**KUTIPAN PILIHAN:**
================

Kamis, 28 Juni 2012

Elegi Bangil


            Senin 25 Juni 2012

            Aku ingin mencatat sebuah kisah dalam perjalanan yang beberapa jam lalu kutempuh bersama-sama orang terkasih. Ibu, adik bungsu (jagoan kedua Ibu dan Ayahku), paman, kedua bibi, dan adik-adik sepupuku.
            Ingin membacanya? Baik, biar kumulai menulisnya…
            _
            Jum’at lalu.
Kalimat-kalimat doa kami hantarkan kepergiannya dengan penuh harap agar ingatan dan doa-doa sedikitpun tak pernah diluputkan Bibi selama di tanah suci nanti. Mobil yang kami naiki pun bertolak dari Juanda Airport Surabaya setelah melepas kepergian Bibi untuk ibadah umroh setelah sebelumnya transit di Jakarta.
Selepas itu, dalam perjalanan menuju Bangil, Pasuruan, seisi mobil mulai ribut. Pasalnya paman yang bertindak sebagai sopir dalam perjalanan itu kebingungan untuk melewati jalan yang mana menuju rumah kawan lama Ibu bernama Farida yang terletak di jantung kota Bangil. Maklum, paman belum cukup berpengalaman dalam hal mengmudi mobil di jalan raya. Sedangkan Ibu yang sejak memasuki kota Sidoarjo digertak oleh paman agar segera sigap, jalan yang mana yang harus dilewati, mulai tampak sangat kebingungan dan kesal terhadap gertakan-gertakan paman begitu dua jalan searah atau persimpangan telah tampak di hadapan kemudi paman.
“Kalau kamu tidak sigap mobil ini terpaksa berhenti di tengah jalan. Dan kamu ‘kan tahu apa risikonya? Mobil-mobil di belakang akan mengklakson atau kita akan ditilang polisi…!” Pekik paman.
“Iya, coba sampeyan bersikap santai sedikit. Jangan gaduh agar saya tidak tambah kebingungan. Saya sudah lama tidak main ke rumah Farida jadi saya tidak ingat betul jalannya. Lagi pula saya tidak pernah naik mobil tiap main ke rumahnya. Saya selalu naik Bus.” Timpal Ibu kesal.

================

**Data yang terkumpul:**

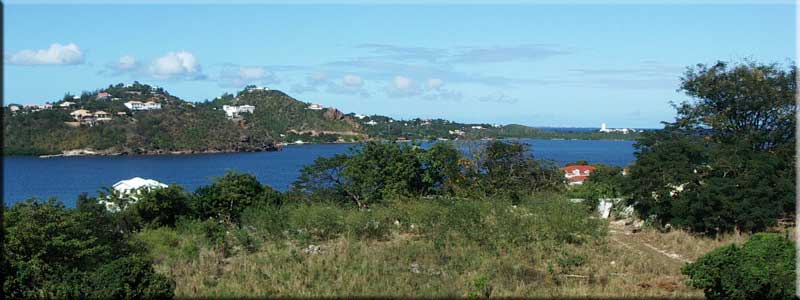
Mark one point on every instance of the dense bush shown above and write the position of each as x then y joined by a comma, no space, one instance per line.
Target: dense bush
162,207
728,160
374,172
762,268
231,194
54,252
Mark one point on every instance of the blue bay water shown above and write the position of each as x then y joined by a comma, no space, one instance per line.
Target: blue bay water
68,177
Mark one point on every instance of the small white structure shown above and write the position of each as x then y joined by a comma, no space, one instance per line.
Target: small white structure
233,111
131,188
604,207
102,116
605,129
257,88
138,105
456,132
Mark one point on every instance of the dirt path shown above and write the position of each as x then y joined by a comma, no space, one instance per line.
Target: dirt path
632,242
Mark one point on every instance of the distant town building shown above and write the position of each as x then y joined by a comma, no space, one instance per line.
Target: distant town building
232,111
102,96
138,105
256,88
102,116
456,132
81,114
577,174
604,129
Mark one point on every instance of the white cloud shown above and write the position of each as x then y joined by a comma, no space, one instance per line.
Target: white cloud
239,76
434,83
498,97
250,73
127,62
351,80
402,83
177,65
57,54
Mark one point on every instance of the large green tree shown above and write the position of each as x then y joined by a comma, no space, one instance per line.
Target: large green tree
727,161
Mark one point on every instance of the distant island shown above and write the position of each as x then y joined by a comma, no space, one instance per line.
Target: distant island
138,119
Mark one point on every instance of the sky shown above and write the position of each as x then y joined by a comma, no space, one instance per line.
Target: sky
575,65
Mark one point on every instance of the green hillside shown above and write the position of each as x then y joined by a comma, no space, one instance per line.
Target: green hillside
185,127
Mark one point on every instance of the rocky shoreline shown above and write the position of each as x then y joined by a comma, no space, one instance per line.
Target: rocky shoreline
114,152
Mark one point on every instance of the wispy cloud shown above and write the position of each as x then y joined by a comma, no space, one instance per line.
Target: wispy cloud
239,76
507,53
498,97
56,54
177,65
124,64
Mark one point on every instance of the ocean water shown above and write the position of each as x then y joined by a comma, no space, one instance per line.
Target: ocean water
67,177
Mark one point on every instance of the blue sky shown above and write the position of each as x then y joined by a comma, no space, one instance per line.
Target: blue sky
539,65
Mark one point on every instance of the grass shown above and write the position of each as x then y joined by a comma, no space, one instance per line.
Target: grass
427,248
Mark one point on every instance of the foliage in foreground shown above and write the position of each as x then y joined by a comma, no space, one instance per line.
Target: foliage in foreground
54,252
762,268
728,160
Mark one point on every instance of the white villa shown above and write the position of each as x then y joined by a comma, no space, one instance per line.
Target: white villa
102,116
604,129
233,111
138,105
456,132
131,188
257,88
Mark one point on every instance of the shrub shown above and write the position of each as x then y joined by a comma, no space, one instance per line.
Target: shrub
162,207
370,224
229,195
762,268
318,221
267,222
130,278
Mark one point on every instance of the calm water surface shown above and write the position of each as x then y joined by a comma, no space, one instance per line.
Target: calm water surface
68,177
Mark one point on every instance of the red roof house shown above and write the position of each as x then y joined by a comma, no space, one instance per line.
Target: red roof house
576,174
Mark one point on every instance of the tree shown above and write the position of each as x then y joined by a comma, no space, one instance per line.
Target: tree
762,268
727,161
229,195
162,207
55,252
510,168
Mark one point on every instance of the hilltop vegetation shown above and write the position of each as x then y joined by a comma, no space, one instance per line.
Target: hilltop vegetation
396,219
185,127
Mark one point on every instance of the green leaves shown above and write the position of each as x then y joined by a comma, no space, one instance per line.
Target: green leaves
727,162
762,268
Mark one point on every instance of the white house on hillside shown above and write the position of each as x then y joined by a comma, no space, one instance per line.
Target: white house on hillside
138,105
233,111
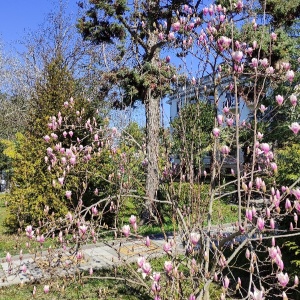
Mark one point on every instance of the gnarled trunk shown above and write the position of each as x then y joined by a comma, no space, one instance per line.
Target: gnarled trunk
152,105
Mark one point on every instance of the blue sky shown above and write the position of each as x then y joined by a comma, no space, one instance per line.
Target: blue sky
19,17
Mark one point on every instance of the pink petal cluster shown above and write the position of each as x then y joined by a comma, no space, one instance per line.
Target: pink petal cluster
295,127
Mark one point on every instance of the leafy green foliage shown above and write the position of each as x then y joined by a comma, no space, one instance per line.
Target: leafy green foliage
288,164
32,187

================

**SOAL TUGAS:** Tulis ulang bagian kisah perjalanan ke Bangil, mulai dari bagian yang memuat "Elegi Bangil" dan berhenti setelah "Jum’at lalu.". Ganti "orang terkasih" dengan "keluarga tercinta".

**JAWABAN TERTULIS:**
Elegi Bangil


            Senin 25 Juni 2012

            Aku ingin mencatat sebuah kisah dalam perjalanan yang beberapa jam lalu kutempuh bersama-sama keluarga tercinta. Ibu, adik bungsu (jagoan kedua Ibu dan Ayahku), paman, kedua bibi, dan adik-adik sepupuku.
            Ingin membacanya? Baik, biar kumulai menulisnya…
            _
            Jum’at lalu.